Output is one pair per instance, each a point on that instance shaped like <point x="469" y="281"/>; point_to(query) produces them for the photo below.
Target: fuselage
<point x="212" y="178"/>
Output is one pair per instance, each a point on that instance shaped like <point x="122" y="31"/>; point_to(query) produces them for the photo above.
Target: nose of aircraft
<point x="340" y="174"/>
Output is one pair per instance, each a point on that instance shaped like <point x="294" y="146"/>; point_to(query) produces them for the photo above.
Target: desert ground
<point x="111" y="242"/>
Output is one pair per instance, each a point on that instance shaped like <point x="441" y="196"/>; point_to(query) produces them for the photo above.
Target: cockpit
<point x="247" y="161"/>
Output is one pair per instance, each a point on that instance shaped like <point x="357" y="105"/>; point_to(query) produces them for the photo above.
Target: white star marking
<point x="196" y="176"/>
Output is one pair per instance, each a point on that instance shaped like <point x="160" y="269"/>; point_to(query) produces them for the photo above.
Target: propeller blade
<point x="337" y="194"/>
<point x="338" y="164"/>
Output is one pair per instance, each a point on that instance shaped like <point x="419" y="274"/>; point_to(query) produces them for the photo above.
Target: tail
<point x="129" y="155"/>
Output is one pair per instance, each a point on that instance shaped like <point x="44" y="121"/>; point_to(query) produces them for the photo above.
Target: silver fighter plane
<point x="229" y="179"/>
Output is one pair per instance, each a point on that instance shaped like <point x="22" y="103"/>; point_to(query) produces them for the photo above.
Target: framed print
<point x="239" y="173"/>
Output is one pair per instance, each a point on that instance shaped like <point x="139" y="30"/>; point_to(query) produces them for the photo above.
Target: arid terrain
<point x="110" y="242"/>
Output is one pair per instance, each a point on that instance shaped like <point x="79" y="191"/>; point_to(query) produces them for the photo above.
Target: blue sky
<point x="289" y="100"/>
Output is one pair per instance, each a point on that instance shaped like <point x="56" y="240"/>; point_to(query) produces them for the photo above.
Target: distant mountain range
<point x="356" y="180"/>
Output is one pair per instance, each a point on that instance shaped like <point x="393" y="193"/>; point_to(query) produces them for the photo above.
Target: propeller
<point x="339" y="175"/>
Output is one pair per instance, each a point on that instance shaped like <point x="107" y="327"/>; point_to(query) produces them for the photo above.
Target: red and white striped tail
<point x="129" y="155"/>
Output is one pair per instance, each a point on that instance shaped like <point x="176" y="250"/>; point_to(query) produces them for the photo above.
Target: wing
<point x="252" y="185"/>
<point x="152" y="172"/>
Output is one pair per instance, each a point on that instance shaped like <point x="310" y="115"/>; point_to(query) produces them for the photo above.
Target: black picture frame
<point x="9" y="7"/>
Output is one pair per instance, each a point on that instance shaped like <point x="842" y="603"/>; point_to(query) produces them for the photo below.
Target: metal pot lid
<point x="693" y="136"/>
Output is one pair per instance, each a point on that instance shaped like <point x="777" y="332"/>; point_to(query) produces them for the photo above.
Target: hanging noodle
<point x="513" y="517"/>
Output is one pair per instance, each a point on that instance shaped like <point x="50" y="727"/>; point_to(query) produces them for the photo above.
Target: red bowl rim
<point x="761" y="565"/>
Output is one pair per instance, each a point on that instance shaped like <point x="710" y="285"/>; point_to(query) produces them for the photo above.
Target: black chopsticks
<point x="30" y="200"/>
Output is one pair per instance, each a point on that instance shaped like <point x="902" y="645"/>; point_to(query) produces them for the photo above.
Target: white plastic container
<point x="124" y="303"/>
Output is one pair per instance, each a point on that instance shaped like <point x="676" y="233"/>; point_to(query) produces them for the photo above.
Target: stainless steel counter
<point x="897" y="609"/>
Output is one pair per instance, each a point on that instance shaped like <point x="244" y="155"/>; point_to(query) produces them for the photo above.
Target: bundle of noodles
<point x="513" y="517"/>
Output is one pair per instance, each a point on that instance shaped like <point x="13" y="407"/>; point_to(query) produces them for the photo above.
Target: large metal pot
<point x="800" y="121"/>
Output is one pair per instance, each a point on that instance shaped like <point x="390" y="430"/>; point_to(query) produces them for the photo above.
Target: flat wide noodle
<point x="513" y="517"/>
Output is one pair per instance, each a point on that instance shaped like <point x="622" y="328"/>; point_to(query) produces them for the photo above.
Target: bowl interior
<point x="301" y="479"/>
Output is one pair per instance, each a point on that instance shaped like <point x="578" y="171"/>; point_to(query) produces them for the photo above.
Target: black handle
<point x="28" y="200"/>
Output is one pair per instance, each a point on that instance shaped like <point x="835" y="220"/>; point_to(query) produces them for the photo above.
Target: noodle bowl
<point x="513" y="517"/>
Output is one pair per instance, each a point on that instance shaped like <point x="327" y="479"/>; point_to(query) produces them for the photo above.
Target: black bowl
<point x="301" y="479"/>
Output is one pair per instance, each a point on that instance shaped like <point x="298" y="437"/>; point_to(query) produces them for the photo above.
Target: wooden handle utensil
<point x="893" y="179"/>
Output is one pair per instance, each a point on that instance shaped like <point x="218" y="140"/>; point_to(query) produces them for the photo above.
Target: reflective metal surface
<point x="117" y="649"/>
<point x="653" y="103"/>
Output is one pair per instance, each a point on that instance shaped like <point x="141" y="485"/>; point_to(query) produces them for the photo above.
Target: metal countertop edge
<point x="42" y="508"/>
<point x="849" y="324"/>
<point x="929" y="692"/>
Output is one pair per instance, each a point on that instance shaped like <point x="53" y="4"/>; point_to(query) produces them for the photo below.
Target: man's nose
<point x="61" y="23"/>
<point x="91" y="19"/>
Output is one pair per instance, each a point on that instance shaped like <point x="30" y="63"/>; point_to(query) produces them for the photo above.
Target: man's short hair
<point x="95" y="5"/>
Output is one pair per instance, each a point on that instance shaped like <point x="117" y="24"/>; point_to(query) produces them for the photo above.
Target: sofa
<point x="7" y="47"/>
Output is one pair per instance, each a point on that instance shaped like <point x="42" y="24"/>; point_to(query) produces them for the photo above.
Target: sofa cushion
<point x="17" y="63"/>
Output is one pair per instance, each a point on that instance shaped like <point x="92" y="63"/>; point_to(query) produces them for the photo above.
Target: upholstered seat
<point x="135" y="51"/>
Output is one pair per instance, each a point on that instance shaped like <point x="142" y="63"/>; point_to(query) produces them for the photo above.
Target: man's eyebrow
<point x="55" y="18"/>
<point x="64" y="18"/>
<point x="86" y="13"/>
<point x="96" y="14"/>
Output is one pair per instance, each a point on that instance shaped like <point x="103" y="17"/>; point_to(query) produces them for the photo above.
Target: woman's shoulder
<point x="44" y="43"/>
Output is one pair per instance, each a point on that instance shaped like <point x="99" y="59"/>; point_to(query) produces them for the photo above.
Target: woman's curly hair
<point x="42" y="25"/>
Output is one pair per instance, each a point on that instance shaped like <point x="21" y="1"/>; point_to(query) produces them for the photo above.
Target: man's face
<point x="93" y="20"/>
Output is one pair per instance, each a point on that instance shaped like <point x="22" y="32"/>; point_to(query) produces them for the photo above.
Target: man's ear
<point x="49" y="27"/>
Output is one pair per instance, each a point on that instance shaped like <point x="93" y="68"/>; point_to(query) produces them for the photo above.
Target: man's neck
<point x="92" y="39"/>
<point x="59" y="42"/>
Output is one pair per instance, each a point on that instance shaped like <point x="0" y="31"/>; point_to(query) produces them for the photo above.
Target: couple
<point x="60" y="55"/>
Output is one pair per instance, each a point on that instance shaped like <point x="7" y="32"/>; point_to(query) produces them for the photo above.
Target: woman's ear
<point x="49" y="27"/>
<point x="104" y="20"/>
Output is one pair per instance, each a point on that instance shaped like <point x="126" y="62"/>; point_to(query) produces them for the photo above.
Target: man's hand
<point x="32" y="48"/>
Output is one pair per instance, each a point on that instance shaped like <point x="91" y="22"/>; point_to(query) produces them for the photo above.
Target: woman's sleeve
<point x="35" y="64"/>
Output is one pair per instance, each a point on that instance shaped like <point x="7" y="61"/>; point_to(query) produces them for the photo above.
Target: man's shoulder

=====

Task details: Pick out each line of the entries above that contains the string "woman" and copy those lines. Case counts.

Full output:
Target: woman's shoulder
Target: woman's curly hair
Target: woman's ear
Target: woman's sleeve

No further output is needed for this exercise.